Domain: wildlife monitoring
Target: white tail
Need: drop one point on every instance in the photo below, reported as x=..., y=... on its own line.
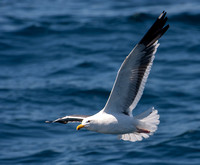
x=147, y=125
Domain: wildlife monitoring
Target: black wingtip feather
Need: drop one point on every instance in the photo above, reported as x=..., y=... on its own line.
x=156, y=30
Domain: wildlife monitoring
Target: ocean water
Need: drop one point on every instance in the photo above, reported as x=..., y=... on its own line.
x=60, y=57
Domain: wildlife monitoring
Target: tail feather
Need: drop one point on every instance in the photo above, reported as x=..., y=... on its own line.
x=148, y=122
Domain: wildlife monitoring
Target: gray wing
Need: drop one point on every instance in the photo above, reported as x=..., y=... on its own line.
x=133, y=73
x=69, y=119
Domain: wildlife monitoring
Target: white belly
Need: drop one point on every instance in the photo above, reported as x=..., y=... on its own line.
x=114, y=124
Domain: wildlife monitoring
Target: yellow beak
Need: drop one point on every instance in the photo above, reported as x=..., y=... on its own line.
x=79, y=127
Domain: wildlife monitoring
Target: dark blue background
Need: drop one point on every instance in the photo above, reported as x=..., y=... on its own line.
x=60, y=57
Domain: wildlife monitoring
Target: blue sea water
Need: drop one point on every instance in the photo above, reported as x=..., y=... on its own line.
x=60, y=57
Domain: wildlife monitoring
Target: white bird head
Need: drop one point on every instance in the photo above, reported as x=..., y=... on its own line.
x=87, y=123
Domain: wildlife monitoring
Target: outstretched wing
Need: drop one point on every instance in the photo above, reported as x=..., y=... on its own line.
x=133, y=73
x=69, y=119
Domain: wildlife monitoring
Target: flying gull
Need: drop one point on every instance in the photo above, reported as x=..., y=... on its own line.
x=116, y=117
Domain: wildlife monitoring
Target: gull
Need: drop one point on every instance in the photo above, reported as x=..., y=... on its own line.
x=116, y=116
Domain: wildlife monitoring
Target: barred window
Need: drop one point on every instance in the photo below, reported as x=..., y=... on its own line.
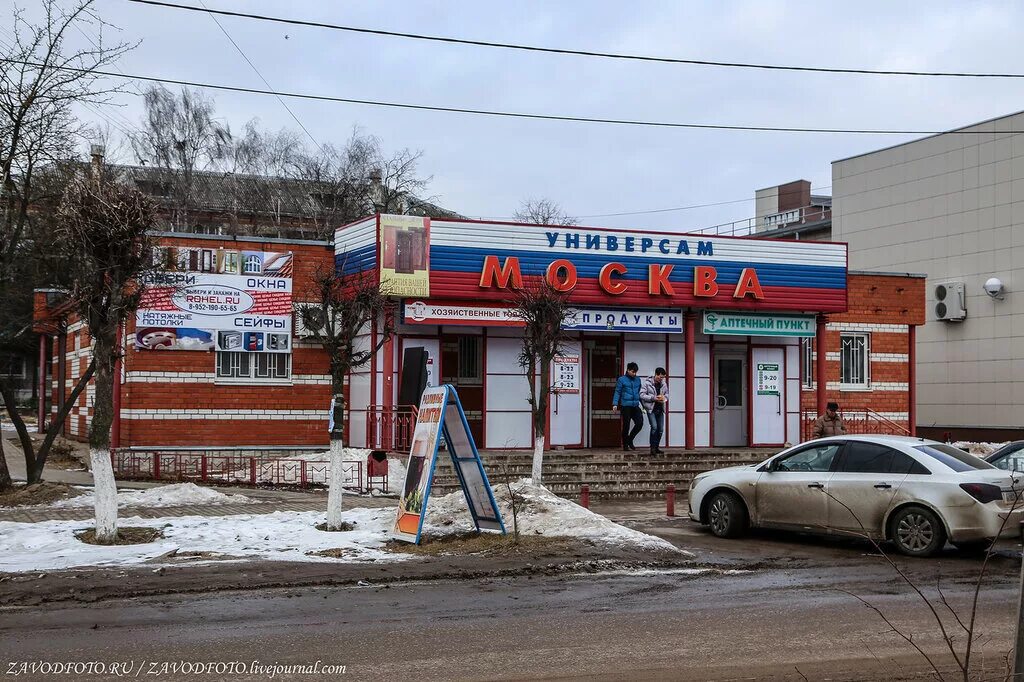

» Pedido escrito
Você pode editar todos os dados acima, trocando "Target" por "Label" em cada ocorrência e mantendo o resto igual? Deixe as imagens fora da resposta.

» Solução da tarefa
Domain: wildlife monitoring
Label: white tail
Need: drop one point on every instance in the photo below, reported as x=..., y=... on its own line.
x=147, y=125
Domain: wildlife monitoring
Label: black wingtip feather
Need: drop one point on every instance in the photo above, reported as x=..., y=... on its own line.
x=156, y=30
Domain: wildlife monitoring
Label: ocean water
Need: drop one point on every instance in the photo above, reported as x=..., y=... on its own line.
x=60, y=57
Domain: wildlife monitoring
Label: tail feather
Need: drop one point on every instance in the photo above, reported as x=..., y=... on its own line.
x=148, y=122
Domain: wildlife monitoring
Label: gray wing
Need: drop one point on every instance in the photo above, reported as x=..., y=... on its own line.
x=133, y=73
x=69, y=119
Domain: wildlife monitoring
Label: white belly
Need: drop one point on every instance in the photo above, reported as x=..., y=... on its own line.
x=114, y=124
Domain: wildlife monitoring
Label: yellow beak
Need: drop one point on every instance in the photo above, reported as x=..., y=... on its own line.
x=79, y=127
Domain: wildlife monitoring
Label: dark blue background
Need: drop one point on every instance in the photo above, reported as x=..., y=... on its own line.
x=60, y=57
Domain: wildlife monitoring
Label: blue sea water
Need: drop one point on every instance in the photo above, reported as x=..., y=... on its own line.
x=60, y=57
Domain: wildlife monitoring
Label: white bird head
Need: drop one point on every instance in the photo above, reported as x=..., y=... on its own line.
x=87, y=123
Domain: wildlife monitoring
Label: outstretched wing
Need: drop one point on every instance in the photo above, reported as x=..., y=... on its own line.
x=133, y=73
x=69, y=119
Domain: wildlife monitoring
Label: flying gull
Need: drop one point on every instance in the photo above, reported as x=..., y=... on its own line.
x=116, y=117
Domain: wildlife monitoring
Label: gull
Need: drop one point on every instance in the photo above, reported as x=..., y=... on its own line.
x=116, y=116
Domain: wildlife monitoring
Label: barred window
Need: drop one point on every instance in the photo below, reported as x=..., y=... on its own line.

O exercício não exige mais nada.